• [Exercise data]
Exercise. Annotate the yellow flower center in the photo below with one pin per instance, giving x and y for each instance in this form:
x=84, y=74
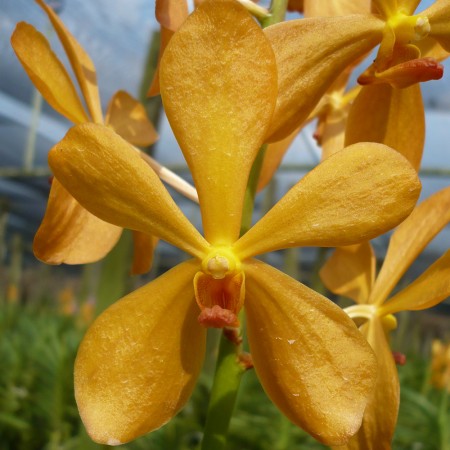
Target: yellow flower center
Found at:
x=220, y=262
x=409, y=29
x=220, y=289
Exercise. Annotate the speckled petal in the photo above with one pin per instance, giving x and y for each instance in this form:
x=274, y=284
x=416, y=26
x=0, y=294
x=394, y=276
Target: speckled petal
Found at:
x=128, y=118
x=390, y=116
x=311, y=359
x=408, y=241
x=70, y=234
x=47, y=72
x=110, y=179
x=138, y=362
x=352, y=196
x=310, y=55
x=218, y=85
x=350, y=271
x=81, y=63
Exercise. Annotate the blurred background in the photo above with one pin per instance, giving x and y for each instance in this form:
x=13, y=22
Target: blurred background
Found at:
x=44, y=310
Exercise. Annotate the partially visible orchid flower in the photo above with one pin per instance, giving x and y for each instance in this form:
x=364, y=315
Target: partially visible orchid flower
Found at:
x=330, y=44
x=351, y=272
x=69, y=233
x=139, y=361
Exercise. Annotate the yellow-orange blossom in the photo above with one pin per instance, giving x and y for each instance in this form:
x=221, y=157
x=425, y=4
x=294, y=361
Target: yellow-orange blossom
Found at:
x=138, y=362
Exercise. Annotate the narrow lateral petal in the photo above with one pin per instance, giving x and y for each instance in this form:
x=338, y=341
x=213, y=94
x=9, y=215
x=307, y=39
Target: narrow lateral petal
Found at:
x=47, y=72
x=380, y=416
x=439, y=17
x=408, y=6
x=143, y=248
x=272, y=159
x=333, y=135
x=110, y=179
x=137, y=364
x=128, y=118
x=218, y=85
x=390, y=116
x=313, y=8
x=352, y=196
x=310, y=55
x=70, y=234
x=350, y=271
x=81, y=63
x=311, y=359
x=408, y=241
x=431, y=288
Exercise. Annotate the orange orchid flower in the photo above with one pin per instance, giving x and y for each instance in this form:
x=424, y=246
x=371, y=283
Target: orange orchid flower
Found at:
x=139, y=361
x=69, y=233
x=351, y=272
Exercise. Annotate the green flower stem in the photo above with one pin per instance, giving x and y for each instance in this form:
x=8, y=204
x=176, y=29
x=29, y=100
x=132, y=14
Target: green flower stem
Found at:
x=229, y=368
x=226, y=382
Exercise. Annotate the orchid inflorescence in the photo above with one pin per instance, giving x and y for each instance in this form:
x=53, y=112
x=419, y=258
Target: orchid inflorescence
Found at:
x=230, y=86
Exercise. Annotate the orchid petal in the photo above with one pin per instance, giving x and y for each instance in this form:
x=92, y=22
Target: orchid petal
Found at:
x=272, y=159
x=143, y=249
x=165, y=36
x=394, y=117
x=81, y=63
x=314, y=8
x=333, y=134
x=218, y=85
x=70, y=234
x=431, y=288
x=378, y=423
x=138, y=362
x=386, y=8
x=439, y=18
x=128, y=118
x=408, y=241
x=309, y=356
x=350, y=272
x=308, y=62
x=110, y=179
x=170, y=14
x=352, y=196
x=407, y=6
x=47, y=72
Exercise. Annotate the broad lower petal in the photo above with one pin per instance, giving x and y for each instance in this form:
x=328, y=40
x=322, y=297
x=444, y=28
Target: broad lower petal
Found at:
x=431, y=288
x=408, y=241
x=311, y=359
x=390, y=116
x=350, y=271
x=47, y=72
x=352, y=196
x=81, y=63
x=110, y=179
x=218, y=85
x=310, y=55
x=143, y=249
x=70, y=234
x=380, y=416
x=128, y=118
x=138, y=362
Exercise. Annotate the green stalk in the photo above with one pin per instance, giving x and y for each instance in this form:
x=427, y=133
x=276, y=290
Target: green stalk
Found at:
x=227, y=379
x=229, y=368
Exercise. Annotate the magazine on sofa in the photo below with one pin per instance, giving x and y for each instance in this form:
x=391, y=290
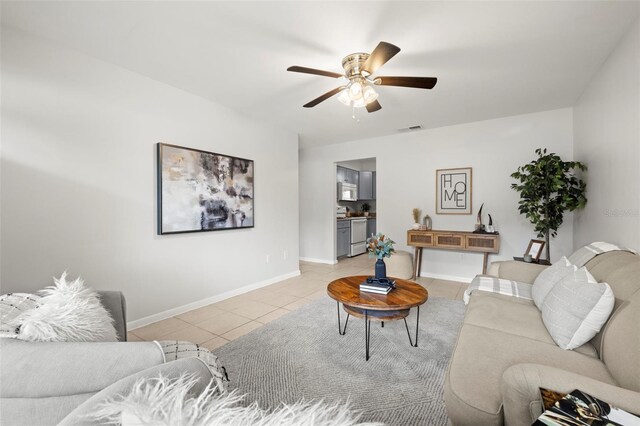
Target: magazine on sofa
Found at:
x=579, y=409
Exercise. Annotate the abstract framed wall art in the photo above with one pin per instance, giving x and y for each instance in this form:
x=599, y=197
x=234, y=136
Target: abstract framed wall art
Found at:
x=203, y=191
x=453, y=191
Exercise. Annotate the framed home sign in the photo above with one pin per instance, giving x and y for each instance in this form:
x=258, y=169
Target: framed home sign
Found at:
x=535, y=249
x=203, y=191
x=453, y=191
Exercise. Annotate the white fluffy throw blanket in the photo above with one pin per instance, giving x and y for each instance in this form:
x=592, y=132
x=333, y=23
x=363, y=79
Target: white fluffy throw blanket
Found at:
x=66, y=312
x=164, y=402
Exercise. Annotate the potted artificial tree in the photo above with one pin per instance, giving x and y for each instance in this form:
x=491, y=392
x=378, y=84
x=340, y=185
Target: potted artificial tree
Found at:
x=548, y=187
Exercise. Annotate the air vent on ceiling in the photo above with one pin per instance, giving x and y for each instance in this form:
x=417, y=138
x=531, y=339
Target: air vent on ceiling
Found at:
x=411, y=128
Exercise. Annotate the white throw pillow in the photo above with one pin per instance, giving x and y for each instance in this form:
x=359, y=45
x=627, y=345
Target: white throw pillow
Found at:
x=549, y=278
x=576, y=309
x=13, y=305
x=67, y=312
x=165, y=402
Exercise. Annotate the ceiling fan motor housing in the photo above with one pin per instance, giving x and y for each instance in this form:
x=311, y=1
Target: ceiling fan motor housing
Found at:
x=353, y=64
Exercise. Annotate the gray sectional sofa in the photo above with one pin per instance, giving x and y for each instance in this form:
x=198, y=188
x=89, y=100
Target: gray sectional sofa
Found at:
x=504, y=353
x=47, y=383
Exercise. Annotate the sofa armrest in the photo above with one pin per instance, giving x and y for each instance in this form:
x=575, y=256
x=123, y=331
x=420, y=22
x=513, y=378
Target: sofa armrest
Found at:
x=517, y=271
x=50, y=369
x=172, y=370
x=521, y=397
x=115, y=303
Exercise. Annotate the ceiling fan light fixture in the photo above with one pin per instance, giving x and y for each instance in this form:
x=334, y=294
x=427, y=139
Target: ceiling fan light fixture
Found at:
x=358, y=94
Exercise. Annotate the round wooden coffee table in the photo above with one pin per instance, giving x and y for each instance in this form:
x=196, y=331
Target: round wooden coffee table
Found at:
x=377, y=307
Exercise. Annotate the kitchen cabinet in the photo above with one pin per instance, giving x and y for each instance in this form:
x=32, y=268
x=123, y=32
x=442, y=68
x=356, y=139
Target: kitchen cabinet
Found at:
x=367, y=186
x=347, y=175
x=371, y=227
x=365, y=189
x=373, y=185
x=343, y=241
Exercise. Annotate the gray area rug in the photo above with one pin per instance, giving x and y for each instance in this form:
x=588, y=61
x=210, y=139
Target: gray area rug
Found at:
x=301, y=355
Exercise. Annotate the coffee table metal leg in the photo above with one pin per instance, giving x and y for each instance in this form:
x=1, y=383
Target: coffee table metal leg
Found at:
x=342, y=331
x=367, y=333
x=417, y=327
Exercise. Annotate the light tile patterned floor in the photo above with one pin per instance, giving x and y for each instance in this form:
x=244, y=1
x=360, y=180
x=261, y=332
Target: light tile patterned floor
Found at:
x=214, y=325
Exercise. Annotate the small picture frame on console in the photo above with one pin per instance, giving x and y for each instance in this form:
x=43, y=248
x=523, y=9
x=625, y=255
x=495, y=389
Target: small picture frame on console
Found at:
x=534, y=250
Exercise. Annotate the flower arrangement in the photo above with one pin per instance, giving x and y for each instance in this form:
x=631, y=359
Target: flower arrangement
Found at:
x=380, y=246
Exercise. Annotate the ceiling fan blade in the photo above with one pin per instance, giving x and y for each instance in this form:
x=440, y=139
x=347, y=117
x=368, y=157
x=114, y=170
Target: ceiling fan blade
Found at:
x=323, y=98
x=416, y=82
x=373, y=106
x=380, y=55
x=306, y=70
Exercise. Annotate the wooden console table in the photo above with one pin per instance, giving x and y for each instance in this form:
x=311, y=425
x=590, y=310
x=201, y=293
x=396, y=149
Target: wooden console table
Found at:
x=452, y=240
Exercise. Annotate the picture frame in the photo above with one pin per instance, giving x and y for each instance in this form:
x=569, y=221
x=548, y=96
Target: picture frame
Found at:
x=454, y=190
x=199, y=191
x=535, y=249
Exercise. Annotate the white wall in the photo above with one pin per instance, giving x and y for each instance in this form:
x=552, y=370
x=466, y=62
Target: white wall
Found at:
x=406, y=165
x=79, y=191
x=607, y=139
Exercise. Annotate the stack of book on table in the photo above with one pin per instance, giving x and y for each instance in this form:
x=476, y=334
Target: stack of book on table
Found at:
x=374, y=286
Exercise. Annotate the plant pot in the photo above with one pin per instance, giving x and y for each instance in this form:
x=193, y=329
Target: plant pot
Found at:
x=381, y=269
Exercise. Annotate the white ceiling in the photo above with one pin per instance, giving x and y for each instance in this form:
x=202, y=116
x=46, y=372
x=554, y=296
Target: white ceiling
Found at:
x=492, y=59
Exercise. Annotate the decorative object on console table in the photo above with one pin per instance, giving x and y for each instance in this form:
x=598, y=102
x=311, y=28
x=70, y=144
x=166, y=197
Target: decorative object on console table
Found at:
x=534, y=251
x=479, y=229
x=548, y=187
x=452, y=240
x=380, y=247
x=453, y=191
x=202, y=191
x=489, y=228
x=416, y=218
x=426, y=221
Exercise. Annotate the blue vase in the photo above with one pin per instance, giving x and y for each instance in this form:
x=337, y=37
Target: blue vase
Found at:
x=381, y=269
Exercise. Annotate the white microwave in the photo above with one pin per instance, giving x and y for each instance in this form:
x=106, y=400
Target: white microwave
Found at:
x=347, y=191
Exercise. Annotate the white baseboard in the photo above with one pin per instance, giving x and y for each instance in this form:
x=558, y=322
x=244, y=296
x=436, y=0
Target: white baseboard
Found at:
x=310, y=259
x=132, y=325
x=445, y=277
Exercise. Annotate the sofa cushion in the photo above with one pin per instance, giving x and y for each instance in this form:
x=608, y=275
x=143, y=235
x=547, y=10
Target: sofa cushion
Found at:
x=576, y=309
x=549, y=278
x=481, y=357
x=64, y=374
x=513, y=316
x=66, y=312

• [Activity]
Only one stretch of the records above is wanted: the lines between the one holding "Target: flower arrangement" and the one holding "Exercise. Annotate the white wall", inclusive, reproduced exactly.

• [Response]
Target: flower arrangement
Found at:
x=380, y=246
Exercise. Annotate the ceiling fan blade in the photo above with one pin per instance, giving x and y for each instance in this form:
x=440, y=139
x=347, y=117
x=368, y=157
x=114, y=170
Target: ceiling fan blade
Found at:
x=323, y=98
x=416, y=82
x=373, y=106
x=380, y=55
x=306, y=70
Exercise. Annotate the wooden console table in the photo above with one pin per instance, giving x and y for each instance in this form:
x=311, y=425
x=590, y=310
x=201, y=293
x=396, y=149
Target: wooden console table
Found at:
x=452, y=240
Exercise. Annotate the picture frame in the photo above with one pin per instance, giving x and y for each instance in this form:
x=569, y=221
x=548, y=96
Target: picture frame
Found at:
x=454, y=190
x=199, y=191
x=535, y=249
Exercise. Annotate the white wall in the photo above with one pin per instance, giving x and y for each instance in this form:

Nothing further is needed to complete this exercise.